── Working data

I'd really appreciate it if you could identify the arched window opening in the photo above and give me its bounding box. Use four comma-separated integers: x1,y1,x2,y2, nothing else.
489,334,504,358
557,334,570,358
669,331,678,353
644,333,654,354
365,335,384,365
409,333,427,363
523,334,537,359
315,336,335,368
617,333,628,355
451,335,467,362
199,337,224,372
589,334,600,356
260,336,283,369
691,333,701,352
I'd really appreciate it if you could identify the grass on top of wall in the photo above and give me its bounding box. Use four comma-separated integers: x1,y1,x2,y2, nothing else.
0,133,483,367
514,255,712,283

────

> _Problem statement_
Nothing may change. Retype all of the entries.

> _Finished exercise_
I'd really appreciate it if you could identify the arched window opening in the photo above and give me its bounding box. Use four comma-separated integers: x1,y1,x2,y2, nothing else.
489,334,504,358
557,334,570,358
669,331,678,353
644,333,654,354
365,335,384,365
409,333,427,363
523,334,537,359
315,336,335,368
617,333,628,355
451,335,467,362
199,337,224,372
589,334,600,356
260,336,283,369
691,333,701,352
I'd really appreciate it if you could identify the grass on top of wall in the photo above and give me its bounding box. Use four comma-separated integers: x1,y1,x2,y2, nothing else.
0,133,483,367
514,255,712,283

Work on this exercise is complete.